* Problem details: Rewrite the listing below, changing every occurrence of "noun phrase" to "short description" and leaving all other text as it is.

* Data in this exercise:
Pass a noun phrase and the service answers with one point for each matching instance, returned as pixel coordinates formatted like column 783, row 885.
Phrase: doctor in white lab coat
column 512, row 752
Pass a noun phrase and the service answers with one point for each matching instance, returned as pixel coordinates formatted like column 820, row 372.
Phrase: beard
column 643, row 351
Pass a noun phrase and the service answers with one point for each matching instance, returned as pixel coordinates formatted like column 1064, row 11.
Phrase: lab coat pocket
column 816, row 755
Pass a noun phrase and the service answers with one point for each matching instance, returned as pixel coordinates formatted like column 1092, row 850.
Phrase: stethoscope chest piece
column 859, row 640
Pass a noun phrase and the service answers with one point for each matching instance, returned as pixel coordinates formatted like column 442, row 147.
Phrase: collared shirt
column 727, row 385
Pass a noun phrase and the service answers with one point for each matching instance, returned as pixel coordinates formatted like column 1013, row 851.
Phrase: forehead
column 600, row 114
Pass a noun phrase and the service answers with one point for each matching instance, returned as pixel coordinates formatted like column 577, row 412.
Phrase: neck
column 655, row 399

* Solution to this problem:
Pass a short description and the service answers with one point for each matching instance, returned as pixel coordinates formatted like column 783, row 885.
Phrase: doctor in white lab coat
column 512, row 752
Pass a short description and the service answers with one point for each matching instance, returned as pixel coordinates formatted like column 820, row 372.
Phrase: beard
column 643, row 351
Pass a short description and the service answers with one point for each matching instance, returned as pixel coordinates formatted like column 1064, row 11.
Phrase: lab coat pocket
column 816, row 755
Pass a short description and the service answers with one point for each matching instance, returned as pixel coordinates formatted like column 1092, row 850.
Phrase: stethoscope chest piece
column 859, row 640
Pass a short description and the service answers with one point for each matching instance, returned as pixel coordinates formatted like column 442, row 147.
Phrase: collared shirt
column 727, row 385
Pass a short description and the service answers with one point for each matching instance, returned as pixel coordinates formatted like column 1013, row 851.
Phrase: forehead
column 600, row 114
Pass a short description and the service answers with one point for each matching instance, returned as pixel coordinates formatted like column 577, row 412.
Phrase: neck
column 655, row 399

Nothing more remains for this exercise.